TEXT UNDER STUDY:
- - -

When asked whether he’s worried the Democrats still haven’t found the right message on the economy, Sanders said, “Well, look, what I think, Jake, is, at a time when working families are struggling, having a hard time filling up their gas tanks or paying for food, paying for prescription drugs, we are living in a nation today where the richest people are doing phenomenally well, and one of the reasons for inflation is the incredible level of corporate greed. 

Check out the profits of the oil companies, the drug companies, the food companies. Their sky-high profits are ripping off the American people, and there are studies that estimate that 50 percent of inflation has to do with corporate greed. 

So, I think what the Democrats have got to say is, we are going to stand with working people. We're prepared to take on the drug companies. We're prepared to take on the insurance companies and create an economy that works for all of us.

Is the abortion issue important? Yes, but we have also got to focus on the struggles of working people to put food on their table.

- - -

GIVEN INFORMATION:
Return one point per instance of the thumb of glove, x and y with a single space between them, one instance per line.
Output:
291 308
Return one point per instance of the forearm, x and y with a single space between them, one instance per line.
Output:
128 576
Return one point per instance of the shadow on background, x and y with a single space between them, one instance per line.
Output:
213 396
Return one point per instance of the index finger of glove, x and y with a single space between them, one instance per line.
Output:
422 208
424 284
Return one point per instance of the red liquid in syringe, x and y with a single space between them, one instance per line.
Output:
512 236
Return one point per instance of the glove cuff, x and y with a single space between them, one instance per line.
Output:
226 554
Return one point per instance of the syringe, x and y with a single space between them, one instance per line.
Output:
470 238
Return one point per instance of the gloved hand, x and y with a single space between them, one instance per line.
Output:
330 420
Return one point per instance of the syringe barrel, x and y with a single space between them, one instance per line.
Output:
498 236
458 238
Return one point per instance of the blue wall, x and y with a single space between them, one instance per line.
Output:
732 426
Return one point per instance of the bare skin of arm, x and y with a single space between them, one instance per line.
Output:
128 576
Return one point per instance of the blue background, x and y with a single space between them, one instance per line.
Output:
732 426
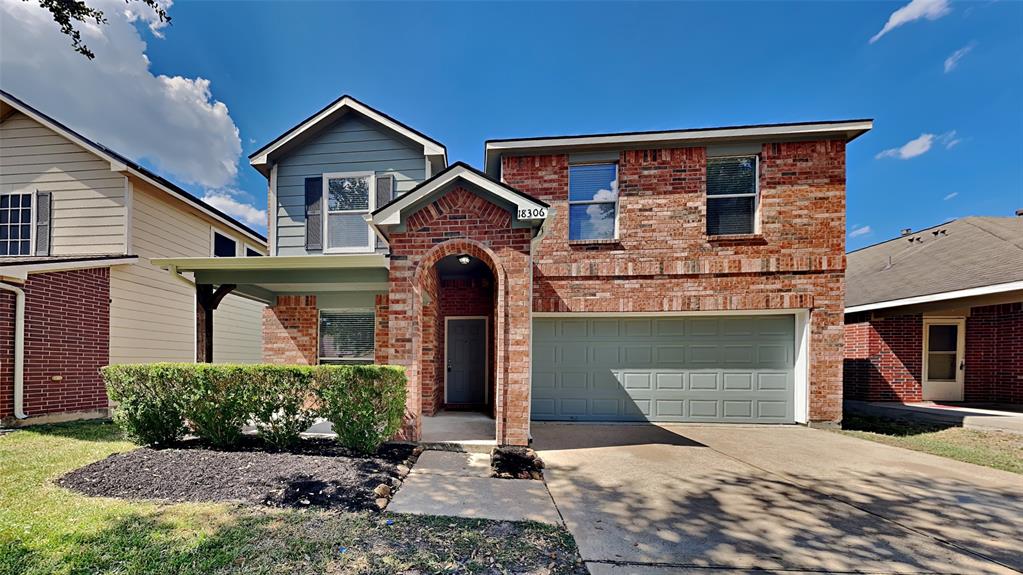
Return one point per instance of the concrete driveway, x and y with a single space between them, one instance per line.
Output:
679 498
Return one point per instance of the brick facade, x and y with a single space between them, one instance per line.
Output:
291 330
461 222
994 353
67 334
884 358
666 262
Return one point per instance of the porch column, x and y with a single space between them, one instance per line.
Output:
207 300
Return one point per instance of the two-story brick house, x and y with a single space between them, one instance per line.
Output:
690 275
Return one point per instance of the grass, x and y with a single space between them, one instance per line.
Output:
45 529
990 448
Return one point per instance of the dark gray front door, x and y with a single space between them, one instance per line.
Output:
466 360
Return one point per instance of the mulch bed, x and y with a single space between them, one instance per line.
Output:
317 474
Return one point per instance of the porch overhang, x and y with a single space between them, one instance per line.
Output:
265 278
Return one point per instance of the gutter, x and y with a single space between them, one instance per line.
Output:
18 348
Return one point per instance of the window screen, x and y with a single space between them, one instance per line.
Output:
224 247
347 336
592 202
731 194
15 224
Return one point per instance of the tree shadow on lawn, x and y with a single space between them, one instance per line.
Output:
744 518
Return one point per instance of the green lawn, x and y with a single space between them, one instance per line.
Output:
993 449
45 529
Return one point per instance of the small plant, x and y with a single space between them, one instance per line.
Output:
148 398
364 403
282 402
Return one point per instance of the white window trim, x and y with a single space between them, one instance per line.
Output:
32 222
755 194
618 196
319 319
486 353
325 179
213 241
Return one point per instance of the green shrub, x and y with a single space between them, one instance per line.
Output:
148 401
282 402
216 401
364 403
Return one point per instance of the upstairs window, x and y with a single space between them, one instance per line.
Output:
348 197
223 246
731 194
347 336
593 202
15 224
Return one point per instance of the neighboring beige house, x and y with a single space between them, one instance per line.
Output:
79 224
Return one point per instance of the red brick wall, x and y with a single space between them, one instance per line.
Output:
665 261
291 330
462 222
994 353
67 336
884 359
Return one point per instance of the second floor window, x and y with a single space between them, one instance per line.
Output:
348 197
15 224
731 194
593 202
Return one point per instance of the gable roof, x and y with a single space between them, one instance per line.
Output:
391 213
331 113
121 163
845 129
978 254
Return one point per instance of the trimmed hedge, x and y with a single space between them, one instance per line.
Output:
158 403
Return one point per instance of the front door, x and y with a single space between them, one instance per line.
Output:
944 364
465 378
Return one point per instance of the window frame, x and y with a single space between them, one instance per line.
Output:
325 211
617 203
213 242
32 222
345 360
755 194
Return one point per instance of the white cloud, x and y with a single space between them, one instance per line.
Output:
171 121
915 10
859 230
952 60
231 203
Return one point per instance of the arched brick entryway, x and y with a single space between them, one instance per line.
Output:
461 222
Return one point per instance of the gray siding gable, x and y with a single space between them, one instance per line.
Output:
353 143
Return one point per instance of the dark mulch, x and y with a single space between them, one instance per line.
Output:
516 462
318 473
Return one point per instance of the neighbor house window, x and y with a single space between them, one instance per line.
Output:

- - -

WHAT NEEDS TO BE DONE:
Answer these questions about the Sanders excerpt:
(a) What share of inflation do the studies Sanders mentions estimate has to do with corporate greed?
(b) Which two kinds of companies does he say Democrats are prepared to take on?
(c) What issue does he acknowledge as important before turning back to working people's struggles?

WRITTEN SOLUTION:
(a) 50 percent
(b) The drug companies and the insurance companies
(c) The abortion issue